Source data
--- --- ---

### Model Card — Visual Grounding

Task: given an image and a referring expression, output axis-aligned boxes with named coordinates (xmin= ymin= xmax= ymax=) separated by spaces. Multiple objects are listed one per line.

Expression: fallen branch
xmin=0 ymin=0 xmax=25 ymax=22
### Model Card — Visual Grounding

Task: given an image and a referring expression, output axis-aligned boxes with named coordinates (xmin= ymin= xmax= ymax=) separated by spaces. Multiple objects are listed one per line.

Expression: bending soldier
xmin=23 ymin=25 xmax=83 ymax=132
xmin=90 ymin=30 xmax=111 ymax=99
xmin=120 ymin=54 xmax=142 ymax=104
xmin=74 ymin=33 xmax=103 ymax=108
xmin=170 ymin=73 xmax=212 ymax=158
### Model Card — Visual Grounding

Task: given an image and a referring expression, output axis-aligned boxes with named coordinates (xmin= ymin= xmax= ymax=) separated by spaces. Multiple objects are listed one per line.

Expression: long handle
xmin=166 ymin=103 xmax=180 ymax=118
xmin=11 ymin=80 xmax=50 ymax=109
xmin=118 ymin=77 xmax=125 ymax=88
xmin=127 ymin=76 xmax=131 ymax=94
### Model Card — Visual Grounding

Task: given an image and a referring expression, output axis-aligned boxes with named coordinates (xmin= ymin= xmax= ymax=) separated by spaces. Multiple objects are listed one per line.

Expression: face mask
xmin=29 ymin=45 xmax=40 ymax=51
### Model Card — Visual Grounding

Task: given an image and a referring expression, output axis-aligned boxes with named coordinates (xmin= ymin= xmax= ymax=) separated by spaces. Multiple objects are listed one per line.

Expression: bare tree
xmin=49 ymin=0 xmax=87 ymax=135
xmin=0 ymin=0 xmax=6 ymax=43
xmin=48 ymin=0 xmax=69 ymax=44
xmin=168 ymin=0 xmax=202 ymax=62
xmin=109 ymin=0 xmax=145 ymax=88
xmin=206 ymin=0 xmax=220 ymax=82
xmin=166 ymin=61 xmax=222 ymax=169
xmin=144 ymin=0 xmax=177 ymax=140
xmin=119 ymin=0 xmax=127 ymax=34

--- --- ---

AIM: Turn every line of the rows above into a JSON list of strings, with one string per line and blank lines omitted.

RESPONSE TO THIS TASK:
[
  "### Model Card — Visual Grounding",
  "Task: given an image and a referring expression, output axis-aligned boxes with named coordinates (xmin= ymin= xmax= ymax=) separated by spaces. Multiple objects are listed one per line.",
  "Expression: fallen branch",
  "xmin=0 ymin=0 xmax=25 ymax=22",
  "### Model Card — Visual Grounding",
  "Task: given an image and a referring expression, output axis-aligned boxes with named coordinates (xmin= ymin= xmax= ymax=) separated by spaces. Multiple objects are listed one per line.",
  "Expression: bending soldier",
  "xmin=23 ymin=25 xmax=83 ymax=132",
  "xmin=90 ymin=30 xmax=111 ymax=99",
  "xmin=120 ymin=54 xmax=142 ymax=104",
  "xmin=74 ymin=33 xmax=103 ymax=108",
  "xmin=170 ymin=73 xmax=212 ymax=158",
  "### Model Card — Visual Grounding",
  "Task: given an image and a referring expression, output axis-aligned boxes with named coordinates (xmin= ymin= xmax= ymax=) separated by spaces. Multiple objects are listed one per line.",
  "Expression: long handle",
  "xmin=166 ymin=103 xmax=180 ymax=118",
  "xmin=11 ymin=80 xmax=50 ymax=109",
  "xmin=118 ymin=77 xmax=125 ymax=88",
  "xmin=127 ymin=76 xmax=131 ymax=94",
  "### Model Card — Visual Grounding",
  "Task: given an image and a referring expression, output axis-aligned boxes with named coordinates (xmin= ymin= xmax= ymax=) separated by spaces. Multiple objects are listed one per line.",
  "Expression: face mask",
  "xmin=29 ymin=45 xmax=40 ymax=51",
  "### Model Card — Visual Grounding",
  "Task: given an image and a referring expression, output axis-aligned boxes with named coordinates (xmin= ymin= xmax= ymax=) separated by spaces. Multiple objects are listed one per line.",
  "Expression: bare tree",
  "xmin=49 ymin=0 xmax=87 ymax=135",
  "xmin=0 ymin=0 xmax=6 ymax=43",
  "xmin=48 ymin=0 xmax=69 ymax=44",
  "xmin=168 ymin=0 xmax=202 ymax=62",
  "xmin=109 ymin=0 xmax=145 ymax=88",
  "xmin=206 ymin=0 xmax=220 ymax=82",
  "xmin=166 ymin=61 xmax=222 ymax=169",
  "xmin=144 ymin=0 xmax=177 ymax=140",
  "xmin=119 ymin=0 xmax=127 ymax=34"
]